_PASSAGE FOR REVIEW:_
■ ■ ■
Three people are suffering from burns after they were smoking while using home oxygen in two separate incidents.
The first incident happened at the Ferndale Farms Community in Ferndale last Friday night. Officials say a 61-year-old man suffered burns to his face after trying to smoke near his home oxygen.
An 18-year-old was also taken to the hospital after he said he had burns and respiratory distress after trying to help the older man. The 61-year-old is in serious condition, but doesn't have life threatening injuries.
The second incident happened on Sunday when a 56-year-old woman tried to light a cigarette while a nasal cannula from a home oxygen system was in place and flowing.
This happened around 9:00 in the morning at the Chesapeake Glen Apartment Complex.
The woman has burns to her face, around her nose, and her mouth. She is in serious condition with possibly life threatening injuries.
According to the National Fire Protection Association (NFPA), emergency rooms see an estimated average of 1,190 thermal burns per year caused by fires associated with home medical oxygen. In 73 pecent of those cases, smoking materials were the heat source that started the fire.
The NFPA makes the following safety recommendations for homes where oxygen is in use:
- Never smoke in a home where oxygen is used.
- Post "no smoking" signs in and outside of the home to remind residents and guests not to smoke.
- If oxygen is used in the home, the amount of oxygen in the air, furniture, clothing, hair, and bedding goes up, making it easier for a fire to start and spread. This means that there is a higher risk of both fires and burns.
- Never use an open flame, such as candles, matches, wood stoves, and sparking toys, when oxygen is in use.
- People who may have difficulty escaping a fire should have a phone near their bed or chair.
- Make sure that the home has smoke alarms. Test them at least monthly.
- Have a home fire escape plan with two ways out of every room and an outside meeting place. Practice the plan at least twice a year.
■ ■ ■
(Stored data)
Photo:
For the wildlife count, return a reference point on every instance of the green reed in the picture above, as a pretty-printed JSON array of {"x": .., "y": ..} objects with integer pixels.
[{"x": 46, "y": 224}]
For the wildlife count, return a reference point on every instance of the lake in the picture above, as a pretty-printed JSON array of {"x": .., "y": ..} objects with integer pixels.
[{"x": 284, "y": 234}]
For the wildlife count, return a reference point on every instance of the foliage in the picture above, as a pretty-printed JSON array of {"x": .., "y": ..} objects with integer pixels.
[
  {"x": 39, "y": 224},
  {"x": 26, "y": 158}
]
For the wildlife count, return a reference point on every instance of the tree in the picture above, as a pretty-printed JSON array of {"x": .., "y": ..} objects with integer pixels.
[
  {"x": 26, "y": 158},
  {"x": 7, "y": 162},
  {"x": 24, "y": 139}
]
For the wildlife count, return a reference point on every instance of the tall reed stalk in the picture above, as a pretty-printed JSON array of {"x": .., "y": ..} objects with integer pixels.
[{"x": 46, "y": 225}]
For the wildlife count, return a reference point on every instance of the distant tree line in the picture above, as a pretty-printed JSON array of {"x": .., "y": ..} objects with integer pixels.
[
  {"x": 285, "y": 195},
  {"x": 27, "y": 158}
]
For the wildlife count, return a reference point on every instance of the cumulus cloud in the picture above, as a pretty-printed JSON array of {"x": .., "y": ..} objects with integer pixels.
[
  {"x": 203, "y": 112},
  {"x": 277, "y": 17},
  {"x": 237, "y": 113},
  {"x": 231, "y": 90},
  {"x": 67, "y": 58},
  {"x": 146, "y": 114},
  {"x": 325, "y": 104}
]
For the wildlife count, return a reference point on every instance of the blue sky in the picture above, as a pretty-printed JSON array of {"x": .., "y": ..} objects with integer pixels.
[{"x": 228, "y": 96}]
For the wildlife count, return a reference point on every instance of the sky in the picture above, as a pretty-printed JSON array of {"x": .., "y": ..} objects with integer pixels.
■ ■ ■
_WHAT YOU NEED TO DO:_
**1)** Repeat word for word the portion of the report on home oxygen burns that opens with the words containing "- Make sure" and closes with "twice a year.".
**2)** In the report on home oxygen burns, at what time of day did the Sunday incident take place?
**3)** Decide whether each statement agrees with the report on home oxygen burns, and support each yes or no with the deciding words quoted from it. (a) The 61-year-old man has life-threatening injuries. (b) The NFPA recommends testing smoke alarms at least monthly. (c) The NFPA advises practicing a home fire escape plan once a year.

_TASK RESPONSES:_
**1)**
- Make sure that the home has smoke alarms. Test them at least monthly.
- Have a home fire escape plan with two ways out of every room and an outside meeting place. Practice the plan at least twice a year.

**2)** It happened around 9:00 in the morning.

**3)**
(a) No: "The 61-year-old is in serious condition, but doesn't have life threatening injuries."
(b) Yes: "Make sure that the home has smoke alarms. Test them at least monthly."
(c) No: "Practice the plan at least twice a year."